- Excerpt provided:
Apple's MacBook Air M5 combines the new M5 chip with a fanless design, all-day battery life, and a starting price of $1,099. For the vast majority of laptop buyers, the search ends here.

A
admin

April 4, 2026 · 12 min read

MacBook Air M5 laptop open on a clean desk showing the Liquid Retina display
Review9/10

Overall Score

9
out of 10
Performance
8.7
Display
8.5
Battery
9.3
Build Quality
9.2
Value
9.1

Product Info

MacBook Air M5 (13-inch)

$1,099.00

Buy on Amazon

Affiliate link — we may earn a commission

The Best Laptop for Most People Gets Better

Every year, Apple faces the same challenge with the MacBook Air: how do you improve a laptop that already does nearly everything right? The M4 MacBook Air was an outstanding machine. The M3 before it was excellent. Going back to the M1 in 2020, the MacBook Air has been the default recommendation for anyone who asks which laptop they should buy, and every generation has reinforced that position.

Data items:
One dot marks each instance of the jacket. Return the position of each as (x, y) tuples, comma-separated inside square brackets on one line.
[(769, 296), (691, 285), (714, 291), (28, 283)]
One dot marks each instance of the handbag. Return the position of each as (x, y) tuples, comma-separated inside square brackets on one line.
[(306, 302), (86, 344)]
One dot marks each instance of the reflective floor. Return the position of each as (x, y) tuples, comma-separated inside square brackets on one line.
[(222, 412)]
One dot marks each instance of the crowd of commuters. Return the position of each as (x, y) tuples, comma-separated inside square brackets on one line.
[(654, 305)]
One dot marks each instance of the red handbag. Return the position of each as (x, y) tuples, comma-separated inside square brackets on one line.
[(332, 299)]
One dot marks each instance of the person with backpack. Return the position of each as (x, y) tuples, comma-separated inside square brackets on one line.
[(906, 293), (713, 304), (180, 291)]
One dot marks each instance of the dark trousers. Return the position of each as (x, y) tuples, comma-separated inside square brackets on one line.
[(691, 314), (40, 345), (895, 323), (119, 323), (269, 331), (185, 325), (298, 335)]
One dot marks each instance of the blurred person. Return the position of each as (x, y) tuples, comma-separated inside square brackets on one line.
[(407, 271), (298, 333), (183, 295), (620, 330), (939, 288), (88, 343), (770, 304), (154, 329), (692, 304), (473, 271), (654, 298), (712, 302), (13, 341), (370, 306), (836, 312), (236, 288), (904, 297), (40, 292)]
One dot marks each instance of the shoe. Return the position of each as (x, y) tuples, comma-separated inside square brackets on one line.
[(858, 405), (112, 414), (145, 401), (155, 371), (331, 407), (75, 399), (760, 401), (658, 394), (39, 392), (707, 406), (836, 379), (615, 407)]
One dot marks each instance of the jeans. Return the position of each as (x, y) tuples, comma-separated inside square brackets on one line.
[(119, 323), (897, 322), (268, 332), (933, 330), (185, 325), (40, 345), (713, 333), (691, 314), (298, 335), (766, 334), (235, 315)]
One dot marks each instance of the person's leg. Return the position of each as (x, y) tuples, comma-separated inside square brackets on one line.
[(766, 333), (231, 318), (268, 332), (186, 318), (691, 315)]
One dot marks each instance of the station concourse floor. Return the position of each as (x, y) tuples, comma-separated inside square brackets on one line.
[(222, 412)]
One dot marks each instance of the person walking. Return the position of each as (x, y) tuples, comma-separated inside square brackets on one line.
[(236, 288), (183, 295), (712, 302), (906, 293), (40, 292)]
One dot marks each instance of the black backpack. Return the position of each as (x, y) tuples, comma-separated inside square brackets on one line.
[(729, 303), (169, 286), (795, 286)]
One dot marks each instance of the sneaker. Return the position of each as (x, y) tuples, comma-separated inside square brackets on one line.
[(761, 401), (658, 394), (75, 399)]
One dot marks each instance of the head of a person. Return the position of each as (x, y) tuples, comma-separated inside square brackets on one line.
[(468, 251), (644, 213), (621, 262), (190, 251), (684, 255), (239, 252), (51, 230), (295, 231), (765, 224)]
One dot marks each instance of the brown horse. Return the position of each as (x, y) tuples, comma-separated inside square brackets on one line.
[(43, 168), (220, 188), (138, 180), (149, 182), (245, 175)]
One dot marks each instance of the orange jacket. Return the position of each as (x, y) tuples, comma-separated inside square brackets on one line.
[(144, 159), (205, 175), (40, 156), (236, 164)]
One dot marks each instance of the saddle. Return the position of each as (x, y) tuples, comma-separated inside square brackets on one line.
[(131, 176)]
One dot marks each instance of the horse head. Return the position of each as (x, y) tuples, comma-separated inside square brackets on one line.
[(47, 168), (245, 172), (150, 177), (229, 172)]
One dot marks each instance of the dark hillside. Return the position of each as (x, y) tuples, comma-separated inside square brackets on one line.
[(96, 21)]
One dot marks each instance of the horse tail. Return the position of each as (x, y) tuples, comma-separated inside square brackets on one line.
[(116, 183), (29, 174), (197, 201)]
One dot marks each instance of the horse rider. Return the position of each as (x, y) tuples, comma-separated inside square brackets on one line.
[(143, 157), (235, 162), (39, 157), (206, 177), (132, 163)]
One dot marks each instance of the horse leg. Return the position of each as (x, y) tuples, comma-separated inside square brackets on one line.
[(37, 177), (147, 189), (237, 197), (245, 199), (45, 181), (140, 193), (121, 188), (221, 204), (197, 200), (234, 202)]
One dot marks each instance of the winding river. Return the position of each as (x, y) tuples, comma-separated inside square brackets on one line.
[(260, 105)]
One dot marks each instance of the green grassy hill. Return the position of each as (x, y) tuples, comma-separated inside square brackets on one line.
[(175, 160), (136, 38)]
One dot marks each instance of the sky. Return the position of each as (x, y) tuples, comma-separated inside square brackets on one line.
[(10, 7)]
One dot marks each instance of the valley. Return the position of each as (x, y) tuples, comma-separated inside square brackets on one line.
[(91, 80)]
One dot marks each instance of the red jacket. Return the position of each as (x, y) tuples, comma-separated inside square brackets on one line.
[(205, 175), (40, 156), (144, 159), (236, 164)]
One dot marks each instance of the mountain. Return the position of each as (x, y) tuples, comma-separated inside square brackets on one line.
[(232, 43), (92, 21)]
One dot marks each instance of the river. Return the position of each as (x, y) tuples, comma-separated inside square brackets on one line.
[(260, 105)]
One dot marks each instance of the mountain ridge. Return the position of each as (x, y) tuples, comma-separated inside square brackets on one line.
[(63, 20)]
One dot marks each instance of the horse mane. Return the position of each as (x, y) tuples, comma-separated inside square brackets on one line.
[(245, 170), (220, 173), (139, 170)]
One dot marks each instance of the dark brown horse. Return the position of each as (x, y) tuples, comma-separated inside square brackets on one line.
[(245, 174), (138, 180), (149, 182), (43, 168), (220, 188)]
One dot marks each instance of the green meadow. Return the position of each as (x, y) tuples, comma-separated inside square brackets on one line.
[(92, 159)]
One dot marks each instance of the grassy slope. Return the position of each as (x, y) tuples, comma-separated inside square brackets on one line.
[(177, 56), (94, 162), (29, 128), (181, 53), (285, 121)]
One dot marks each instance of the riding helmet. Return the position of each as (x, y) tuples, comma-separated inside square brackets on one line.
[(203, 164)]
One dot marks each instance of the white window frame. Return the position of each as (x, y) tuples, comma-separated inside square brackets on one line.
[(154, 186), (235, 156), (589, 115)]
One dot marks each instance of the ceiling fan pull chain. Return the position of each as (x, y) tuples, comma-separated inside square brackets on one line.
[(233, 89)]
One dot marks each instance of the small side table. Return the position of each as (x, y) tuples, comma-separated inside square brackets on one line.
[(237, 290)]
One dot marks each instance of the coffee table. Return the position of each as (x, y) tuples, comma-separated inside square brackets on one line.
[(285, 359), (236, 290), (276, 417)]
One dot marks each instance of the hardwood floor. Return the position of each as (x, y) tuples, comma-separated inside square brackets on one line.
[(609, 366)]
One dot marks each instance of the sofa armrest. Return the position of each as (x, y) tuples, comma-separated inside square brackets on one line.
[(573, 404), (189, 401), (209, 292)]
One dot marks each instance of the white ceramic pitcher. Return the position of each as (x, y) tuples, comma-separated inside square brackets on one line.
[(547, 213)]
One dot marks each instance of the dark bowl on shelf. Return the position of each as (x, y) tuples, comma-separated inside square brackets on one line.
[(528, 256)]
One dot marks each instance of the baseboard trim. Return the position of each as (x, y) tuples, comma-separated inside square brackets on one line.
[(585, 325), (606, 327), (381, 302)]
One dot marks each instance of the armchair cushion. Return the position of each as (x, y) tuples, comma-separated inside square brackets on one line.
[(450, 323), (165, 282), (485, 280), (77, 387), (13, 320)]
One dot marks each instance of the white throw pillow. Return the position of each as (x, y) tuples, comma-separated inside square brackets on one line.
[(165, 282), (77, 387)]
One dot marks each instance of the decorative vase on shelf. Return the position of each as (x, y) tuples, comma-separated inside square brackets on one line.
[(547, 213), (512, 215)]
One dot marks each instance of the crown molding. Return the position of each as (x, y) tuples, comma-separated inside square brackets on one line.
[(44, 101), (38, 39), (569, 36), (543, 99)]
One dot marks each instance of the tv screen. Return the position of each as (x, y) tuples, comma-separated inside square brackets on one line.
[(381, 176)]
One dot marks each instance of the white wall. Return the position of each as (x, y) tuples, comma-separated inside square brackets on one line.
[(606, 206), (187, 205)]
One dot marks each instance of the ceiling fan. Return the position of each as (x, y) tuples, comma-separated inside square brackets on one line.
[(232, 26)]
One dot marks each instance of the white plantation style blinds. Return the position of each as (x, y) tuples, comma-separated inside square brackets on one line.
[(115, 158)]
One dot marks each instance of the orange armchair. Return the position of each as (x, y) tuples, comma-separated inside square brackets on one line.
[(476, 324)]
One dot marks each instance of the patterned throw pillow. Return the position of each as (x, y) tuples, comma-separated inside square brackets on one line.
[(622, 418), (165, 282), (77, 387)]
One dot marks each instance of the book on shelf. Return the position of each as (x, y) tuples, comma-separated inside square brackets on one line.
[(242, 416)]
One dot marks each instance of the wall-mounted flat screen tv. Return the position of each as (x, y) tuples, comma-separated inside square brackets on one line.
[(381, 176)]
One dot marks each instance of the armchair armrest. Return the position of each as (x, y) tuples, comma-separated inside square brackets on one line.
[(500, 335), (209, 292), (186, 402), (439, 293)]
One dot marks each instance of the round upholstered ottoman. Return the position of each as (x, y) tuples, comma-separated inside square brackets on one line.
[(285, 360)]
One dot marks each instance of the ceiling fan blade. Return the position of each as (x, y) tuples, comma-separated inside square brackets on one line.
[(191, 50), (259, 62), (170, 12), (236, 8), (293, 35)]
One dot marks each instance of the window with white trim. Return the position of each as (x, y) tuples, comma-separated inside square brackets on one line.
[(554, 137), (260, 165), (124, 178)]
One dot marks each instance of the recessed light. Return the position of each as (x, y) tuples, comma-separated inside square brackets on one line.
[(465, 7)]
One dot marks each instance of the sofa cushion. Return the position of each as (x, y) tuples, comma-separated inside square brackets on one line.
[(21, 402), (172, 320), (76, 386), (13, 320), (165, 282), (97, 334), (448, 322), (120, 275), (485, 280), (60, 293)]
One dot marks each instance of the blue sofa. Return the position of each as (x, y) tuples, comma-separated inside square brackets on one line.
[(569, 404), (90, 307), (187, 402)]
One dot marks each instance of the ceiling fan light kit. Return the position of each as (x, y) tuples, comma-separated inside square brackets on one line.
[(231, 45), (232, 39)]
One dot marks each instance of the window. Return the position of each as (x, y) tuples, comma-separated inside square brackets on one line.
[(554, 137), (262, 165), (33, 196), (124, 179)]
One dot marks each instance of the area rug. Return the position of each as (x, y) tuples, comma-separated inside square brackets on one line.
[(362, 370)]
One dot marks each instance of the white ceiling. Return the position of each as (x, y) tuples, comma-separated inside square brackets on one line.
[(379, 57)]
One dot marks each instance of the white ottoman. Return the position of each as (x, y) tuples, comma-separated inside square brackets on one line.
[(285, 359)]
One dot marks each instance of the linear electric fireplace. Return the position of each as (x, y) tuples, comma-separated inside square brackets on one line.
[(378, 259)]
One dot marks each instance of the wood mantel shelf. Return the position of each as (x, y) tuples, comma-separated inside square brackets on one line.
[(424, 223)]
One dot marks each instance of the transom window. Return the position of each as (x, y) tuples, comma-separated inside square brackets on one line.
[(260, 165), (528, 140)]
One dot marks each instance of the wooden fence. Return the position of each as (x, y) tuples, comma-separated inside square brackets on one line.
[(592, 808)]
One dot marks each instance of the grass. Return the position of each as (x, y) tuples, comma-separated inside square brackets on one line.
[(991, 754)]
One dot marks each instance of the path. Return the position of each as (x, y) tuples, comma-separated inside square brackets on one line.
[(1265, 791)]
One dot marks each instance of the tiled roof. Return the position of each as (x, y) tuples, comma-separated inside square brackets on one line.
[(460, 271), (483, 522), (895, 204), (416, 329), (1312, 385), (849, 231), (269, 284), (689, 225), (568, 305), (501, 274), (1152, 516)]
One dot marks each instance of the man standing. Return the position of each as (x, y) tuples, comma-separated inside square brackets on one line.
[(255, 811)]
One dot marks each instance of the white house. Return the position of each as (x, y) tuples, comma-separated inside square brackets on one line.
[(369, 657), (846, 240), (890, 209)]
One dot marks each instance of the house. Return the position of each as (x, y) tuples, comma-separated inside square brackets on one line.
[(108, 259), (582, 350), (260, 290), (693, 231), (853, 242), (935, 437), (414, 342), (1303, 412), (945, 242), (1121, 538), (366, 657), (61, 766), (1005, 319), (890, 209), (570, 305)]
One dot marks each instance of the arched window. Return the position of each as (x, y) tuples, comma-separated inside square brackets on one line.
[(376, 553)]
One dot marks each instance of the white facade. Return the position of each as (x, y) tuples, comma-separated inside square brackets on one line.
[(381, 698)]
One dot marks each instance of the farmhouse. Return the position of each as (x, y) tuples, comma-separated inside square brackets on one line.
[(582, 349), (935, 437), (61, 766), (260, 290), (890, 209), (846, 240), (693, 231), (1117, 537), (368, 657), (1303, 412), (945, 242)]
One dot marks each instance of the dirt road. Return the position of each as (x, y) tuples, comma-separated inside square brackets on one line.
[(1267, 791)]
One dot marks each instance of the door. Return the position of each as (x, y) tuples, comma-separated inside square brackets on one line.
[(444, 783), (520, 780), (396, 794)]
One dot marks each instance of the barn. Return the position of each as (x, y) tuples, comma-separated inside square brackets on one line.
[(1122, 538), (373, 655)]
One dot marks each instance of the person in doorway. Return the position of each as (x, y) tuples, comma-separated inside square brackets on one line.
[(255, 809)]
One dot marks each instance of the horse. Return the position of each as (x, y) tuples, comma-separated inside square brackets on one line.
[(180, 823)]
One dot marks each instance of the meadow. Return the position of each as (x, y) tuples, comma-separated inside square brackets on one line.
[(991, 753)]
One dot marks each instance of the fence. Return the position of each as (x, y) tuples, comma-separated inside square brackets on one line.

- To do:
1/ Using the MacBook Air review excerpt, explain in one to three sentences what challenge Apple faces every year with the MacBook Air and why it is a challenge.
2/ In the MacBook Air review excerpt, take the passage starting at "MacBook Air M5 (13-inch)" and ending at "reinforced that position." and swap "outstanding" for "exceptional".
The records have no connection to the MacBook Air review excerpt.

- Task-by-task outputs:
1/ Each year Apple has to figure out how to improve the MacBook Air. That is difficult because the laptop already does nearly everything right.

2/
MacBook Air M5 (13-inch)

$1,099.00

Buy on Amazon

Affiliate link — we may earn a commission

The Best Laptop for Most People Gets Better

Every year, Apple faces the same challenge with the MacBook Air: how do you improve a laptop that already does nearly everything right? The M4 MacBook Air was an exceptional machine. The M3 before it was excellent. Going back to the M1 in 2020, the MacBook Air has been the default recommendation for anyone who asks which laptop they should buy, and every generation has reinforced that position.